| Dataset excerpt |
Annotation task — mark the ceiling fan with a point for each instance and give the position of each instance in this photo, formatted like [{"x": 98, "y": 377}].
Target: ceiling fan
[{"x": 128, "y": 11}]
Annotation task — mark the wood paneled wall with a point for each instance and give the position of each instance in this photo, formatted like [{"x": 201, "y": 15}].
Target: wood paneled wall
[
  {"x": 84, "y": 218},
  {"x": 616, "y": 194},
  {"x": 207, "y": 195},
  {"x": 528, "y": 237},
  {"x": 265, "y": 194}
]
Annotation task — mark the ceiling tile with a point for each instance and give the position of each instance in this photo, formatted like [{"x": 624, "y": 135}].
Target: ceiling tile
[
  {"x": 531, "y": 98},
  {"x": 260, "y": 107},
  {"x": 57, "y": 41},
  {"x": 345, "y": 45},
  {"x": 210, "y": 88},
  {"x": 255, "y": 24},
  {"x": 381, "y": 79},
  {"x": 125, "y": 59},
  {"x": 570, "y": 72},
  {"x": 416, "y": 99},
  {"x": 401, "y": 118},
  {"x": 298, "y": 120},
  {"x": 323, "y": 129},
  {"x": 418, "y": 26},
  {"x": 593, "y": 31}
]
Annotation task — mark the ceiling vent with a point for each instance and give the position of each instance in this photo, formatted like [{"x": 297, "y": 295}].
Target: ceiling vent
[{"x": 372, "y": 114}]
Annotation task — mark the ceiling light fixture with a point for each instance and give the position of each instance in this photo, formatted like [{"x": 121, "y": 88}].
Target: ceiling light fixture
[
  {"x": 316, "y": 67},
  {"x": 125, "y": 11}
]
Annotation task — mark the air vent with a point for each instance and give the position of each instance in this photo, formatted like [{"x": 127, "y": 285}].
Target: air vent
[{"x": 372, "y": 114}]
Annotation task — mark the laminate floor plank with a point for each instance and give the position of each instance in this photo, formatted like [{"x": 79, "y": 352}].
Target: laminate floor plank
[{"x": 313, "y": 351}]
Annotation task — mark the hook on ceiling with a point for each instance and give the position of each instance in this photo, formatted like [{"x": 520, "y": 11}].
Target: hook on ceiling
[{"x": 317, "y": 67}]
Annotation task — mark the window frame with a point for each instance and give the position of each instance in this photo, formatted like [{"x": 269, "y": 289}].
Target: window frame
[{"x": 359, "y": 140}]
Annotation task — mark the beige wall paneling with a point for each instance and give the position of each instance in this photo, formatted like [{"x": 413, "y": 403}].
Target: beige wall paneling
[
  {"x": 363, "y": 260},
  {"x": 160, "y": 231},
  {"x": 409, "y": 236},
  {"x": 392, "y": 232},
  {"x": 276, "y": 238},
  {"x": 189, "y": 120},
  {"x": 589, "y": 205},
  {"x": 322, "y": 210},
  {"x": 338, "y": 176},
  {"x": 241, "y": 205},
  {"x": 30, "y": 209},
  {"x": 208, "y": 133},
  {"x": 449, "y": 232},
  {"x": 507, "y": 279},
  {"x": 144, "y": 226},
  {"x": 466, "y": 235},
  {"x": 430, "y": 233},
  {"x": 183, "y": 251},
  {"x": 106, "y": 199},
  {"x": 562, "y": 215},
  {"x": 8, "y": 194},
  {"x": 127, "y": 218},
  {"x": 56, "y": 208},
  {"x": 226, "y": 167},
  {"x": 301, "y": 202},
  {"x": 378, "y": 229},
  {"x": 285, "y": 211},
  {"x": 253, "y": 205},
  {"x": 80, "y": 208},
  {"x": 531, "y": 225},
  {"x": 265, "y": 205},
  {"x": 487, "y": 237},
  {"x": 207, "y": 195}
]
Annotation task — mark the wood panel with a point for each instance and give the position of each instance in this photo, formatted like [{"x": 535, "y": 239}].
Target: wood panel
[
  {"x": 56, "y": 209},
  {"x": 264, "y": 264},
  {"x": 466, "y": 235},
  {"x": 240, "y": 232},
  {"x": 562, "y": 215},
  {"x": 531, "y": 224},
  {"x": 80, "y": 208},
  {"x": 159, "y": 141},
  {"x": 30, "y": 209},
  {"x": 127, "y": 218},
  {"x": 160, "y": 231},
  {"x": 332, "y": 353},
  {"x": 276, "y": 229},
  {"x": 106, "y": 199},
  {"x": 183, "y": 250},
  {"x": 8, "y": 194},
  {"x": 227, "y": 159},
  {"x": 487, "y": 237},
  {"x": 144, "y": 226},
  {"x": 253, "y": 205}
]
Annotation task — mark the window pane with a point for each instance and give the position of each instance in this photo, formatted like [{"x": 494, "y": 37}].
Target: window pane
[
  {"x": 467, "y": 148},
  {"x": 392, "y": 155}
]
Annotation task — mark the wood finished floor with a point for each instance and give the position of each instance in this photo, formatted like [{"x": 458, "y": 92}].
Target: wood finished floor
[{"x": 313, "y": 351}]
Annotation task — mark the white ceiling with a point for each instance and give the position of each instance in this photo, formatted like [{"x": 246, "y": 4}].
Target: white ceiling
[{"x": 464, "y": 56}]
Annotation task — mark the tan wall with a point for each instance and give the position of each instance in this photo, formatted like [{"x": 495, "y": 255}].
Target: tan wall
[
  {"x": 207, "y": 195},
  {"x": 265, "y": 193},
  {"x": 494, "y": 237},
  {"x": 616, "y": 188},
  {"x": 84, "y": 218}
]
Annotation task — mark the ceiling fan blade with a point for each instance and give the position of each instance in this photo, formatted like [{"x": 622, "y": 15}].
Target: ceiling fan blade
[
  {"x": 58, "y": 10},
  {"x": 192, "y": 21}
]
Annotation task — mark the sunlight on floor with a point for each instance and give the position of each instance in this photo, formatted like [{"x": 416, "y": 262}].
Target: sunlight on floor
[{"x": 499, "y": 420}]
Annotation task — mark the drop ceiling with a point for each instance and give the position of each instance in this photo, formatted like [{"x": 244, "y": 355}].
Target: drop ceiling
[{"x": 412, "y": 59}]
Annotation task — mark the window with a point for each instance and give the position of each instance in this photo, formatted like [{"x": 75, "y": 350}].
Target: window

| What is required |
Reproduce the full listing exactly.

| Worked solution |
Annotation task — mark the ceiling fan with a point for each instance and give the position of each instance in this photo, formatted like [{"x": 98, "y": 377}].
Target: ceiling fan
[{"x": 128, "y": 11}]
Annotation task — mark the wood paneled wall with a point for each instance and give the position of each instance in this photo, formatted like [{"x": 201, "y": 15}].
Target: wood paneled wall
[
  {"x": 84, "y": 218},
  {"x": 616, "y": 194},
  {"x": 207, "y": 195},
  {"x": 528, "y": 237},
  {"x": 265, "y": 194}
]
Annotation task — mark the ceiling tile with a point for each instance and give the position of each instance in this photo, formatted like [{"x": 624, "y": 135}].
Target: ceiling tile
[
  {"x": 531, "y": 98},
  {"x": 260, "y": 107},
  {"x": 57, "y": 41},
  {"x": 345, "y": 45},
  {"x": 210, "y": 88},
  {"x": 255, "y": 24},
  {"x": 381, "y": 79},
  {"x": 125, "y": 59},
  {"x": 570, "y": 72},
  {"x": 416, "y": 99},
  {"x": 401, "y": 118},
  {"x": 298, "y": 120},
  {"x": 323, "y": 129},
  {"x": 418, "y": 26},
  {"x": 593, "y": 31}
]
Annotation task — mark the ceiling vent with a point for each instance and give the position of each instance in this photo, formatted like [{"x": 297, "y": 295}].
Target: ceiling vent
[{"x": 372, "y": 114}]
Annotation task — mark the ceiling light fixture with a point for each instance and give the position of each instance in this photo, formatted like [{"x": 121, "y": 88}].
Target: ceiling light fixture
[
  {"x": 316, "y": 67},
  {"x": 125, "y": 11}
]
Annotation task — mark the air vent with a point for each instance and give the position of each instance in this photo, formatted like [{"x": 127, "y": 285}].
Target: air vent
[{"x": 372, "y": 114}]
Annotation task — mark the laminate floor plank with a point for each instance and give the position of each instance in this photo, formatted like [{"x": 79, "y": 352}].
Target: laminate floor plank
[{"x": 313, "y": 351}]
Annotation task — mark the hook on ceiling with a point for each instance and give the position of each instance in this photo, formatted like [{"x": 520, "y": 11}].
Target: hook on ceiling
[{"x": 317, "y": 67}]
Annotation task — mark the window frame with a point for each instance and give the position of each instance in this photo, formatted like [{"x": 269, "y": 289}].
Target: window frame
[{"x": 359, "y": 140}]
Annotation task — mark the beige wall paneling with a point for each instance and give the position of each instance in this photo, formatted like [{"x": 413, "y": 403}].
Target: beige wall paneling
[
  {"x": 363, "y": 260},
  {"x": 160, "y": 231},
  {"x": 409, "y": 236},
  {"x": 392, "y": 232},
  {"x": 276, "y": 238},
  {"x": 189, "y": 120},
  {"x": 589, "y": 205},
  {"x": 322, "y": 210},
  {"x": 338, "y": 176},
  {"x": 241, "y": 205},
  {"x": 30, "y": 209},
  {"x": 208, "y": 133},
  {"x": 449, "y": 232},
  {"x": 507, "y": 279},
  {"x": 144, "y": 226},
  {"x": 466, "y": 235},
  {"x": 430, "y": 233},
  {"x": 183, "y": 251},
  {"x": 106, "y": 199},
  {"x": 562, "y": 215},
  {"x": 8, "y": 194},
  {"x": 127, "y": 218},
  {"x": 56, "y": 208},
  {"x": 226, "y": 167},
  {"x": 301, "y": 202},
  {"x": 378, "y": 229},
  {"x": 285, "y": 211},
  {"x": 253, "y": 205},
  {"x": 80, "y": 208},
  {"x": 531, "y": 225},
  {"x": 265, "y": 205},
  {"x": 487, "y": 237},
  {"x": 207, "y": 195}
]
Annotation task — mark the wood panel with a point for each instance and give the position of each instance in this photo, formatted like [{"x": 535, "y": 239}].
Target: wood panel
[
  {"x": 56, "y": 209},
  {"x": 264, "y": 264},
  {"x": 466, "y": 235},
  {"x": 240, "y": 232},
  {"x": 562, "y": 215},
  {"x": 531, "y": 224},
  {"x": 80, "y": 208},
  {"x": 159, "y": 141},
  {"x": 30, "y": 209},
  {"x": 127, "y": 218},
  {"x": 160, "y": 231},
  {"x": 332, "y": 353},
  {"x": 276, "y": 229},
  {"x": 106, "y": 199},
  {"x": 183, "y": 250},
  {"x": 8, "y": 194},
  {"x": 227, "y": 159},
  {"x": 487, "y": 237},
  {"x": 144, "y": 226},
  {"x": 253, "y": 205}
]
Annotation task — mark the window pane with a point for each instance and give the position of each instance in this photo, formatted like [{"x": 494, "y": 37}].
Target: window pane
[
  {"x": 467, "y": 148},
  {"x": 392, "y": 155}
]
Annotation task — mark the wood finished floor with a point for each instance and give the position of each instance in this photo, formatted like [{"x": 458, "y": 92}].
Target: wood finished floor
[{"x": 313, "y": 351}]
Annotation task — mark the white ceiling with a point for each instance and give the position of each instance in this photo, formatted like [{"x": 246, "y": 4}].
Target: white ceiling
[{"x": 464, "y": 56}]
Annotation task — mark the tan wall with a point for each instance and give the position of each instance in this photo, formatted like [{"x": 495, "y": 255}].
Target: tan wall
[
  {"x": 207, "y": 195},
  {"x": 265, "y": 193},
  {"x": 494, "y": 237},
  {"x": 616, "y": 188},
  {"x": 84, "y": 218}
]
Annotation task — mark the ceiling fan blade with a point for each instance and give the position of each instance in this photo, formatted like [{"x": 622, "y": 15}].
Target: ceiling fan blade
[
  {"x": 58, "y": 10},
  {"x": 192, "y": 21}
]
Annotation task — mark the sunlight on floor with a point for each instance and give the position of each instance in this photo, formatted like [{"x": 416, "y": 262}].
Target: sunlight on floor
[{"x": 499, "y": 420}]
Annotation task — mark the drop ceiling with a point for each instance and give the position of each instance in this photo, formatted like [{"x": 244, "y": 355}].
Target: drop ceiling
[{"x": 412, "y": 59}]
Annotation task — mark the window with a point for each instance and give the position of each instance in this photo, formatted like [{"x": 75, "y": 350}].
Target: window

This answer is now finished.